Во-первых, эта модель по-прежнему включает в себя перераспределение доходов и имущества, ибо без такового социальная справедливость невозможна. Социал-демократы и впредь должны выступать за перераспределение, но акцент следует изменить. В пассивном перераспределении доходов и богатств нет ничего хорошего. Новая европейская социальная модель должна включать в себя в первую очередь то, что я называю эгалитаризмом на основе распределения возможностей. Мы хотим перераспределять знания, умения таким образом, чтобы тот потенциал, которым обладают даже самые бедные люди, предоставил им возможности для активной деятельности в нашем обществе. При пассивном распределении доходов в обществе нет места для тех, кто не может прочесть инструкции на флаконе с лекарством. Поэтому необходимо связать перераспределение со способностью человека включиться в широком смысле слова в жизнь общества; это означает обязательное инвестирование в человеческий капитал. Такой принцип подходит каждому человеку, вне зависимости от его статуса на рынке труда.

+===+

* _ЗАДАНИЕ_
Продолжите текст о новой европейской социальной модели сразу после его последнего предложения.

* _ПЕРЕЧЕНЬ_
+===+

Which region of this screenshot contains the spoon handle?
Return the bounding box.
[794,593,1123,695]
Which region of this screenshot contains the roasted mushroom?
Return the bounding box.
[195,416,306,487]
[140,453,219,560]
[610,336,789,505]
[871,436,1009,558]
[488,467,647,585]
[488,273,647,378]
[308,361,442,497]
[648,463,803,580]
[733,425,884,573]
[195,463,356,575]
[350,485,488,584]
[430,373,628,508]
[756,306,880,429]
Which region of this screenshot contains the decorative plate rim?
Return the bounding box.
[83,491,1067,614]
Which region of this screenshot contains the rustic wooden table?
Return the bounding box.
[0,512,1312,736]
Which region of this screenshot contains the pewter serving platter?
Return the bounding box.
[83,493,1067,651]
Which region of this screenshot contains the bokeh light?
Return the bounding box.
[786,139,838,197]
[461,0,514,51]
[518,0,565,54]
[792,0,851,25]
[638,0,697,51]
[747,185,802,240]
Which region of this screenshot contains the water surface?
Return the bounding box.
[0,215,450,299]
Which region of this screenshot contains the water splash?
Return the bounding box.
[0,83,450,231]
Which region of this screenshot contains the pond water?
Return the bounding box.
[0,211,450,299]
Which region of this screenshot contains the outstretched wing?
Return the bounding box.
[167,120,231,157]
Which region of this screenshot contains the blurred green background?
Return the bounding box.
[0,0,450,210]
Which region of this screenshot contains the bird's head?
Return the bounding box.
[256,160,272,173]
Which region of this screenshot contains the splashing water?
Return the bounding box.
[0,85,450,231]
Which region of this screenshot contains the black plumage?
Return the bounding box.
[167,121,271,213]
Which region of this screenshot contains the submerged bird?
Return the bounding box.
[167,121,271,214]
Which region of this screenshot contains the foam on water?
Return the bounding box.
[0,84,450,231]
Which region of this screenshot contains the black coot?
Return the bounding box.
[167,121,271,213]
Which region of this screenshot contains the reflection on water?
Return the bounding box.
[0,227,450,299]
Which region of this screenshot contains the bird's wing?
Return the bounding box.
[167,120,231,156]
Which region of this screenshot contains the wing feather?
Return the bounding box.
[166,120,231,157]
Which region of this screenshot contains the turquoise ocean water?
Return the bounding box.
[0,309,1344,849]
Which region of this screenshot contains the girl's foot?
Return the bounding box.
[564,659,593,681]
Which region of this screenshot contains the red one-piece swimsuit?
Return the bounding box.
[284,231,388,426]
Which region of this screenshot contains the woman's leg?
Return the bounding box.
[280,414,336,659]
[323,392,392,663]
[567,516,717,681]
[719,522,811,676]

+===+

* _РЕЗУЛЬТАТ ВЫПОЛНЕНИЯ_
Во-вторых, новая социальная модель предполагает новый подход к налогообложению. Левые должны отбросить простую идею, что высокие налоговые ставки — это путь к социальной справедливости. Необходимо, чтобы в каждом обществе была сниженная налоговая база, привязанная к перераспределению. Кроме того, левые должны гораздо более тесно, чем раньше, увязывать фискальную политику с социально-экономической. Снижение налогов иногда обеспечивает социальную справедливость, а не противоречит ей, поскольку стимулирует создание новых рабочих мест и помогает беднякам включиться в рынок труда. Главный признак новой социальной демократии — или новой европейской социальной модели — более продуманный подход к налогообложению.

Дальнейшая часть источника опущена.